DIRECTIVE 1:
In the thread on a Haskell perfect-square function, what does the asker give as the sign that the first version of isSquare is not working? Reply in one to three sentences.
DIRECTIVE 2:
Continue the Haskell perfect-square thread from the point where it stops.

-- DOCUMENT EXCERPT start --

Haskell function to test if Int is perfect square using infinite list

Question

Purely for pleasure, and practice, I am trying to write a simple Haskell function to determine if an integer is a perfect square. Now I know that there are other solutions out there but I am wondering if there is a way to do it with an infinite list. I've started with this, but for clear reasons, it is not working (it never stops!)

    isSquare :: Integer -> Bool
    isSquare n = sum[ 1 | x <- [1..], x*x == n] /= 0

Also, if I might add, can someone point out how to search an infinite list for the first instance of something and then STOP! ?

Answer 1

About the infinite search function:

There is already a function that searches a list for a value - elem.

-- DOCUMENT EXCERPT end --
-- RECORDED DATA start --

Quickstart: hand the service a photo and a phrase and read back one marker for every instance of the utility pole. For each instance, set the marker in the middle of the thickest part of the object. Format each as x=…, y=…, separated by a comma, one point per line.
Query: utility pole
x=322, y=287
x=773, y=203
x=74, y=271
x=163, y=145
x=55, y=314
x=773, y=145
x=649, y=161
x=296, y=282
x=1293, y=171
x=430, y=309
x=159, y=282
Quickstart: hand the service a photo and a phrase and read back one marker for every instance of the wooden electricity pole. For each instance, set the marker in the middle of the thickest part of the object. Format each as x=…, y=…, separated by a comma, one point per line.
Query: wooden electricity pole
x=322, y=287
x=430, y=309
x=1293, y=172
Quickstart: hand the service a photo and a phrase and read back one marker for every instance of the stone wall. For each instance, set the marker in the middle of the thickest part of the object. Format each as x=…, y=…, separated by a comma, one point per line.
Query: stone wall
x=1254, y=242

-- RECORDED DATA end --
-- RECORDED DATA start --

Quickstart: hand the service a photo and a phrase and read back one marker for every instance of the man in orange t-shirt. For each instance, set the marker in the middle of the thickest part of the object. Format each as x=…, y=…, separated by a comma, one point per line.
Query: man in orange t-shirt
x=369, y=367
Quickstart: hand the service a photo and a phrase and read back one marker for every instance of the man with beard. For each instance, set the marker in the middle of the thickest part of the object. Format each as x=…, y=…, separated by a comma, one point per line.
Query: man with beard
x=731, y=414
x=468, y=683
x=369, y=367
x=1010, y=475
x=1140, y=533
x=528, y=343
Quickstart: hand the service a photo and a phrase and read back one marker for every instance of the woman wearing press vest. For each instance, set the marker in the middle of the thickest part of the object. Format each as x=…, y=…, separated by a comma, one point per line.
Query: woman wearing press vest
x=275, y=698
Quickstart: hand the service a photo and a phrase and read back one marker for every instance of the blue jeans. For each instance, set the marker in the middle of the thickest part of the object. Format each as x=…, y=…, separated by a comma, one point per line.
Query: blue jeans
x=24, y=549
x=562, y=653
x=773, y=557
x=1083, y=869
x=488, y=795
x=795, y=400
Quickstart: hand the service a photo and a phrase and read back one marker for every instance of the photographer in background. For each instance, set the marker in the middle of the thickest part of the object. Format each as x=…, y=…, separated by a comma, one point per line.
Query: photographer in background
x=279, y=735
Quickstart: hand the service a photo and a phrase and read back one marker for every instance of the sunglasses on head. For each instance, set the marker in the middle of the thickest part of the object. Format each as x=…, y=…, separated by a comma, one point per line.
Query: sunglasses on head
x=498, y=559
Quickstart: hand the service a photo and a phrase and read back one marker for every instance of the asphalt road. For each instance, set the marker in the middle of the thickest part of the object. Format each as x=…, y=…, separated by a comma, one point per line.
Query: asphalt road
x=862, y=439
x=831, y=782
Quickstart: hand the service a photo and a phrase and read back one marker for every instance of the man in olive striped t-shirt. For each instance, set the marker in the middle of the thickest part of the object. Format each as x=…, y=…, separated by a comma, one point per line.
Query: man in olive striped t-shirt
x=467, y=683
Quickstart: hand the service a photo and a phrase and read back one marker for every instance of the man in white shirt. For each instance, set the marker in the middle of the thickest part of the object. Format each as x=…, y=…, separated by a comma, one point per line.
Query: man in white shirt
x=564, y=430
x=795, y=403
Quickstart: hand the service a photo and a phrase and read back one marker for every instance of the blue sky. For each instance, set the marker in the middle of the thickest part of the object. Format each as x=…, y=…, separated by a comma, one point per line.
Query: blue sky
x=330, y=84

-- RECORDED DATA end --
-- RECORDED DATA start --

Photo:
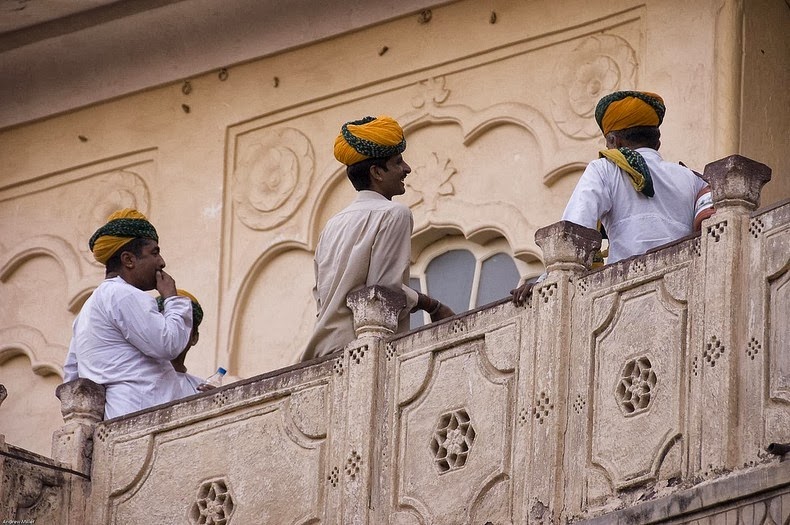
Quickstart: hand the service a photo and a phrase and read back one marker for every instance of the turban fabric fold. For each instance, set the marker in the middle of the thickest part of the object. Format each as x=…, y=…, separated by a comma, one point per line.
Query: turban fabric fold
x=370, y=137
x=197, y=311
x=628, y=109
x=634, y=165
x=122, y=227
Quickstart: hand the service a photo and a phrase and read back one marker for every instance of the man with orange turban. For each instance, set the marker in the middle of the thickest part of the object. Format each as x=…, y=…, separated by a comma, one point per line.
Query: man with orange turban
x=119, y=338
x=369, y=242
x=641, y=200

-- RECORDED DATA end --

RIGHT ANSWER 1:
The asker says the function is not working because it never stops.

RIGHT ANSWER 2:
If you assume the infinite list is sorted, we could write a version of elem that works on such a list. This can easily be accomplished by firstly rejecting any elements less than the search value. The first value not rejected then must be either equal to or greater than the search element. If equal - return true, else return false

infiniteElem1 :: (Ord a) => a -> [a] -> Bool
infiniteElem1 x list = (== x) $ head $ dropWhile (< x) list

Example usage:

> infiniteElem1 10 [1..]
True
> infiniteElem1 10 [1,3..]
False

There is one problem though with infiniteElem1 though: If used on a finite list, it may throw an exception if the element isn't found:

> infiniteElem1 100 [1,2,3]
*** Exception: Prelude.head: empty list

This is a reason the function head is best avoided. A better solution is this:

infiniteElem :: (Ord a) => a -> [a] -> Bool
infiniteElem x list = case dropWhile (< x) list of
  [] -> False
  (v:_) -> v == x

Now it works with a finite sorted list as well:

> infiniteElem 100 [1,2,3]
False

With this your problem becomes trivial:

let isSquare n = n `infiniteElem` [ x * x | x <- [1..]]

Answer 2

Just for fun, here's another infinite list version:

isSquare n = isSquare' [1..] where
  isSquare' infiniteList@(x:xs)
    | x*x == n  = True
    | x*x > n   = False
    | otherwise = isSquare' xs

Answer 3

Unfortunately, using Sum on an infinite list will not work. In particular, how can you ever know that every future element of the list is going to be zero? You can't, so you have to get the whole list before calculating the sum. For an infinite list, this can take a little while.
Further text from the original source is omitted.